■ **AIM**:
Reproduce each record below exactly as written.

■ **RECORDS FOR THIS EXERCISE**:
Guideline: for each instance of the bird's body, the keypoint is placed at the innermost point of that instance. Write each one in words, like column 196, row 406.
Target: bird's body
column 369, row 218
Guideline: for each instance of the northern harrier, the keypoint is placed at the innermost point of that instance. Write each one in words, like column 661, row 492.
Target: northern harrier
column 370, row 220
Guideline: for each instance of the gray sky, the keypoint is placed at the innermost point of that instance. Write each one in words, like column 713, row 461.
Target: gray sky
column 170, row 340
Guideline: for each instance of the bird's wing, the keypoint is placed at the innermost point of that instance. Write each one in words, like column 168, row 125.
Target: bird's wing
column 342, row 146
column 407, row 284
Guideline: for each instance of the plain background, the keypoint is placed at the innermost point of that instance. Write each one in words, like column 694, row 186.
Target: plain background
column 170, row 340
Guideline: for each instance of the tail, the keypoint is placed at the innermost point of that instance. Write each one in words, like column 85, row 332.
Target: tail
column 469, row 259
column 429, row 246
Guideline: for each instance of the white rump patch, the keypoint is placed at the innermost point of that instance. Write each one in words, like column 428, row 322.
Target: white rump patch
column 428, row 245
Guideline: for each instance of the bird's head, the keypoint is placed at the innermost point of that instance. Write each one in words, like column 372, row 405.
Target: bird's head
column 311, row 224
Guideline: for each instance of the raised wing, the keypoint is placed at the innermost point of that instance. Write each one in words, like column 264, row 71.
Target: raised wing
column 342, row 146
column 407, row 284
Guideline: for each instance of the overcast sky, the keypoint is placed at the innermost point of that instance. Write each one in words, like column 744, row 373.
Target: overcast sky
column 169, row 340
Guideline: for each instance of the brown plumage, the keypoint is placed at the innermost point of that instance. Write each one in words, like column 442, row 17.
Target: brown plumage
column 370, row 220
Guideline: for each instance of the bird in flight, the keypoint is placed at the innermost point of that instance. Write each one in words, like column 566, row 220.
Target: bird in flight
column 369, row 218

■ **EXERCISE RESULT**:
Guideline: for each instance of the bird's body, the keypoint is placed at the innermost point of that instance. Write each one in words, like column 196, row 406.
Target: bird's body
column 369, row 218
Guideline: for each instance of the northern harrier, the keypoint is placed at the innermost point of that instance. Write each one in words, like column 661, row 492.
Target: northern harrier
column 370, row 220
Guideline: for each instance of the gray sky, the keypoint is placed at the innermost point of that instance. Write each one in words, like column 713, row 461.
Target: gray sky
column 170, row 340
Guideline: for each instance of the bird's wing, the keypoint is placed at the innermost point of that instance. Write each one in words, like column 168, row 125.
Target: bird's wing
column 342, row 146
column 407, row 284
Guideline: for each instance of the plain background, the keypoint is placed at the innermost point of that instance. Write each one in words, like column 694, row 186.
Target: plain background
column 170, row 340
Guideline: for each instance of the tail, the keypoint is placed at the innermost point of that instance. Write each one in words, like column 85, row 332.
Target: tail
column 469, row 259
column 429, row 246
Guideline: for each instance of the white rump patch, the keypoint is placed at the innermost point of that instance. Write each one in words, like column 428, row 322.
Target: white rump patch
column 428, row 245
Guideline: for each instance of the bird's head, the keypoint is placed at the innermost point of that instance. Write each one in words, like column 372, row 405.
Target: bird's head
column 311, row 224
Guideline: for each instance of the raised wing, the keypoint is placed at the innermost point of that instance. Write each one in words, like column 264, row 71.
Target: raised wing
column 342, row 146
column 407, row 284
Guideline: for each instance of the overcast sky, the keypoint is placed at the innermost point of that instance. Write each one in words, like column 744, row 373.
Target: overcast sky
column 169, row 340
Guideline: for each instance of the brown plumage, the keypoint is placed at the innermost point of that instance. Write each one in words, like column 442, row 17.
Target: brown plumage
column 370, row 220
Guideline: for each instance of the bird in flight, the keypoint is placed at the innermost point of that instance. Write each one in words, like column 566, row 220.
Target: bird in flight
column 369, row 218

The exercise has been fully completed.